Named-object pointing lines
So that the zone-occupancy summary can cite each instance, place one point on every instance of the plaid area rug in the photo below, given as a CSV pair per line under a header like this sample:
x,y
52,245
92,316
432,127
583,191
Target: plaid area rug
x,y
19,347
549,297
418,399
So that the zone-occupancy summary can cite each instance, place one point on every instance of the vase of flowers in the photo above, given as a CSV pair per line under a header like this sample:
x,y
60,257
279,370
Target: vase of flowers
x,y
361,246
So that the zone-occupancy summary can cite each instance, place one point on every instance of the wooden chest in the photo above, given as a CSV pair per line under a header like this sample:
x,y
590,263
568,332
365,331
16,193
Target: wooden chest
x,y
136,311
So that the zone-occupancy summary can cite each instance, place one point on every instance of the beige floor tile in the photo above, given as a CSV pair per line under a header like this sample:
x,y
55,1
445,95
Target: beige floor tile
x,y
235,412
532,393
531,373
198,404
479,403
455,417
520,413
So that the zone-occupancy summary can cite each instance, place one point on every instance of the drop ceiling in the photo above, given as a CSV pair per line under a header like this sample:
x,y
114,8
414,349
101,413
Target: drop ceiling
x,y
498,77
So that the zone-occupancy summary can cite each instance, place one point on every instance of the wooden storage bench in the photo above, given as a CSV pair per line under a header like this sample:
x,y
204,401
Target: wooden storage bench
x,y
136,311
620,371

-- Task to complete --
Render all of the lines above as a numbered list, omitting any blank lines.

-- Result of the exercise --
1. So that the zone-occupancy summary can cite each instance, place one point on every instance of the plaid area rug in the photo below, given as a CSV pair per line under a header like this sample:
2. x,y
3. 52,245
4. 92,316
5. 432,127
6. 583,191
7. Target: plaid area rug
8. x,y
9. 19,347
10. 549,297
11. 418,399
12. So that the zone-occupancy summary can cite each instance, place one point on every instance of the vase of flowers in the photo above, given as a CSV pair per line under a header like this sample:
13. x,y
14. 60,257
15. 279,370
16. Target: vase of flowers
17. x,y
18. 361,246
19. So that the zone-occupancy summary can cite each instance, place one point on every instance of the wooden chest in the photo above, given as a CSV pair per line under a header like this sample:
20. x,y
21. 590,263
22. 568,332
23. 365,331
24. 16,193
25. Target: wooden chest
26. x,y
27. 136,311
28. So that the zone-occupancy summary can cite each instance, place one point on every instance of the beige floor tile in the photo above, given as a CSV pair per line under a header like this sample:
29. x,y
30. 55,1
31. 445,95
32. Target: beige floor tile
33. x,y
34. 235,412
35. 532,393
36. 531,373
37. 198,404
38. 479,403
39. 455,417
40. 520,413
41. So that the zone-occupancy summary can cite each instance, place one point on every instance of the drop ceiling in the photo above, given as a CSV pair per line under a header like this sample:
42. x,y
43. 114,8
44. 414,349
45. 101,413
46. Target: drop ceiling
47. x,y
48. 498,77
49. So that the zone-occupancy summary can cite each instance, place one point on every instance of the wooden storage bench in the photo above, given as a CSV pair per line under a header like this sample:
50. x,y
51. 204,401
52. Target: wooden storage bench
53. x,y
54. 136,311
55. 620,371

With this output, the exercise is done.